start

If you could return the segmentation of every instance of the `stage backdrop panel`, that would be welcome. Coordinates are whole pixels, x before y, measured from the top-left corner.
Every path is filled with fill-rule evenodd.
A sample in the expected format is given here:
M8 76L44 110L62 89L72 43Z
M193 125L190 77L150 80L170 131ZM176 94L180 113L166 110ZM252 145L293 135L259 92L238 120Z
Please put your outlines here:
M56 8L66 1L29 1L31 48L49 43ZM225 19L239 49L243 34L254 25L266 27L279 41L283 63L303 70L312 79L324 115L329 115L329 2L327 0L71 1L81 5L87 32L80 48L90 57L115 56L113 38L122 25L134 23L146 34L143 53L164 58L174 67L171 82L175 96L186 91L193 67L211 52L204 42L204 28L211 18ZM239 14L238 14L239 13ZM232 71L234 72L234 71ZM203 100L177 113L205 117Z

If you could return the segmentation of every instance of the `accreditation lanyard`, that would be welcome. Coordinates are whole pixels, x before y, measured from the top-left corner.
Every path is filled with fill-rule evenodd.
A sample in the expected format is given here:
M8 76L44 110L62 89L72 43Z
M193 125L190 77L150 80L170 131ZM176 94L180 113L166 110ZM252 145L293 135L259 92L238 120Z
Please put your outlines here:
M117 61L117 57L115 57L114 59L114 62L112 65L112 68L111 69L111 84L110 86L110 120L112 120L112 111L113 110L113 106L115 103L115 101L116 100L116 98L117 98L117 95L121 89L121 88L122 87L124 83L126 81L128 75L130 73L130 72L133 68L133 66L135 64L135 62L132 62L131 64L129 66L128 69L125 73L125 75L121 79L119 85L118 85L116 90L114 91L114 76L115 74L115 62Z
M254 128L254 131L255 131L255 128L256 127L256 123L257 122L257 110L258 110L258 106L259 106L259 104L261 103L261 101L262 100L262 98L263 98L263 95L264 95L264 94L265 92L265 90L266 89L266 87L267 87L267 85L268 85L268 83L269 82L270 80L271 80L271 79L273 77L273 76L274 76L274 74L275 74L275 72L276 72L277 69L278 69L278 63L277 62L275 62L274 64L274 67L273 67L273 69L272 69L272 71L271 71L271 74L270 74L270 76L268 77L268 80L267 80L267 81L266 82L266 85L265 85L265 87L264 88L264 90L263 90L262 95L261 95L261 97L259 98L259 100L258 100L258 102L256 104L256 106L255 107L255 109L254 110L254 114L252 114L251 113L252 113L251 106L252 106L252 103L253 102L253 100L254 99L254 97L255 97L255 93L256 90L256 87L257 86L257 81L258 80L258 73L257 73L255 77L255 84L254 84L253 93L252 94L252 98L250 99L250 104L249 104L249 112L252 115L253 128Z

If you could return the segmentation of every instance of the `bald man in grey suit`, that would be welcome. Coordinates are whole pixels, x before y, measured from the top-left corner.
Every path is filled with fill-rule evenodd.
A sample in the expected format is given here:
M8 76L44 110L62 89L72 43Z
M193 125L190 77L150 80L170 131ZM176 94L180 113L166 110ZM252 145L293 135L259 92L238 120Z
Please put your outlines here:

end

JOB: Copy out the listing from its first line through the line containing "M56 8L66 1L29", including both of those lines.

EXERCISE SOLUTION:
If you could return the segmentation of every instance of the `stage backdrop panel`, that would be welcome. Coordinates are whole pixels, x before y, measured from the top-left corner.
Every path is filled with fill-rule evenodd.
A sample in the expected format is given here:
M8 76L44 110L62 89L72 43Z
M193 125L190 77L150 80L170 131ZM176 94L180 113L166 110ZM252 145L293 135L259 92L238 120Z
Please put your outlines here:
M56 8L66 1L29 1L31 48L49 43ZM225 19L239 49L243 34L254 25L266 27L279 41L283 63L303 70L312 79L324 115L329 115L329 2L327 0L71 1L81 5L87 32L80 48L90 57L115 56L113 38L122 25L134 23L146 34L143 53L164 58L174 67L171 82L175 96L186 91L193 67L211 52L204 42L204 28L211 18ZM239 14L238 14L239 13ZM232 71L234 72L234 71ZM203 100L177 113L205 117Z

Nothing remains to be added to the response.